*Passage provided*

• • •

# Not a bottle, but a moonshine jug!



## carlo2343 (Mar 21, 2008)

I am trying to figure out how old this jug could be. There are absolutely no inscriptions or marks anywhere on this jug. I googled some moonshine jug pictures and they look the same as this, although the top part is more slanted and goes straight up to the top, whereas some of the google photos show a more rounded top portion. Any idea how old this may be and what it may be worth? Thanks.


----------



## carlo2343 (Mar 21, 2008)

Another


----------



## carlo2343 (Mar 21, 2008)

Last picture:


----------



## OsiaBoyce (Mar 21, 2008)

Syrup/molassass jug.  1920 +- 10yr.. 20$<>5.


----------



## kastoo (Mar 21, 2008)

Those are fun to dig intact.  My wife collects them.


----------



## glass man (Mar 22, 2008)

• • •

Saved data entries
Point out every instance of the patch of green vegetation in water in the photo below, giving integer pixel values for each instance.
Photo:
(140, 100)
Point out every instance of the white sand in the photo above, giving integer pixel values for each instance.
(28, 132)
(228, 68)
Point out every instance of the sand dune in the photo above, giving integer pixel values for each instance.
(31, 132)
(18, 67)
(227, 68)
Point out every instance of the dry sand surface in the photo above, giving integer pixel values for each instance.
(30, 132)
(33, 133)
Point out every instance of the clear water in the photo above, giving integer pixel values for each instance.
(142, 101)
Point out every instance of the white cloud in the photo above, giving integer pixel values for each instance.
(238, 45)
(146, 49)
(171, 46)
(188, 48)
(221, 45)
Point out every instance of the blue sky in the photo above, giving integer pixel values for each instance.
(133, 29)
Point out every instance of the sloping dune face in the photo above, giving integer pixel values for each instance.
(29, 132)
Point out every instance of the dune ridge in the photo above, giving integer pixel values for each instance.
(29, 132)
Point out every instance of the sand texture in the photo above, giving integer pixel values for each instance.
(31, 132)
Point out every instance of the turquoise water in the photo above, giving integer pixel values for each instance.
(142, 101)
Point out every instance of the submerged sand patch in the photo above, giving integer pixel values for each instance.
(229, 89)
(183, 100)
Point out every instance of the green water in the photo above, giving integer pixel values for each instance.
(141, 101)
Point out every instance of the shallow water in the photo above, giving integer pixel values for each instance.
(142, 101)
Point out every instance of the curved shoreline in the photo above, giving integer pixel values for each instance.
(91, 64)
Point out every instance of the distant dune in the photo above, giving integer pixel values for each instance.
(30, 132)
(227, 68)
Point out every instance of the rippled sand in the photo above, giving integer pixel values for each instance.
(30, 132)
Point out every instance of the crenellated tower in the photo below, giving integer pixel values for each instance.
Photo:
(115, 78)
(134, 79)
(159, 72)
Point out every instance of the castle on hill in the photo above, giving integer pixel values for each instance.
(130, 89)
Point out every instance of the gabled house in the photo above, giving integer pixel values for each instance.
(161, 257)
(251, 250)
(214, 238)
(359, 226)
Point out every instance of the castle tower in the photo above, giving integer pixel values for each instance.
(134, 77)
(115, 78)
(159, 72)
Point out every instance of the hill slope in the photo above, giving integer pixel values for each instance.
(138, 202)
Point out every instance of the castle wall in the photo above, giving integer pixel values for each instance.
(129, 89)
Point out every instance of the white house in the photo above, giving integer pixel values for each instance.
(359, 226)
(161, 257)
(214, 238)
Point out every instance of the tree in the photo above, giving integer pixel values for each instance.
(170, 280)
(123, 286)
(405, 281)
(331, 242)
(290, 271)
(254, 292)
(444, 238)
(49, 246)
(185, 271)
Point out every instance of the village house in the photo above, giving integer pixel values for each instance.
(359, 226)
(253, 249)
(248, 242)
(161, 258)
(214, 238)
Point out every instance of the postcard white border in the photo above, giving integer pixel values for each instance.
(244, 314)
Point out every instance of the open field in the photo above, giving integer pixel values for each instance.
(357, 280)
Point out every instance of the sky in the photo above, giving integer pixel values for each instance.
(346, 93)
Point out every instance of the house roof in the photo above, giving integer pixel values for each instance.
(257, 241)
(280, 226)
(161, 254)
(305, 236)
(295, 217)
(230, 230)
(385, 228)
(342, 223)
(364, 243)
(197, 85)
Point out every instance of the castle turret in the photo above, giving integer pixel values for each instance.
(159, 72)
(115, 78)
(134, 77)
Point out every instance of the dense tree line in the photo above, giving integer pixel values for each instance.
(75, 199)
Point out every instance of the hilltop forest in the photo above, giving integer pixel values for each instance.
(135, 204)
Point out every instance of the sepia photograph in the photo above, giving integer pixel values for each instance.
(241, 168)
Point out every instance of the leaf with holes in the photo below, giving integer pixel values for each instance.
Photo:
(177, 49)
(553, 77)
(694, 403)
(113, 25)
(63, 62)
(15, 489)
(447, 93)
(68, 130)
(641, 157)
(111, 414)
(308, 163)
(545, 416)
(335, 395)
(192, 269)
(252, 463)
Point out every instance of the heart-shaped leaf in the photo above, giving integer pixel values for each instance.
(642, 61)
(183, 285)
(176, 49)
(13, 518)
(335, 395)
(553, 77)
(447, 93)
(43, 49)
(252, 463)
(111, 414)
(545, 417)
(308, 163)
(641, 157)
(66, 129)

• • •

*Task set*
(1) Can you summarize the moonshine jug thread in two sentences?
(2) In the moonshine jug thread, who does kastoo say collects these jugs?

*Per-task outputs*
(1) A poster asks how old an unmarked jug might be and what it could be worth, noting that it looks like online pictures of moonshine jugs except that its top is more slanted. One reply identifies it as a syrup or molasses jug from around 1920, give or take ten years, and another says such jugs are fun to dig up intact.

(2) kastoo's wife.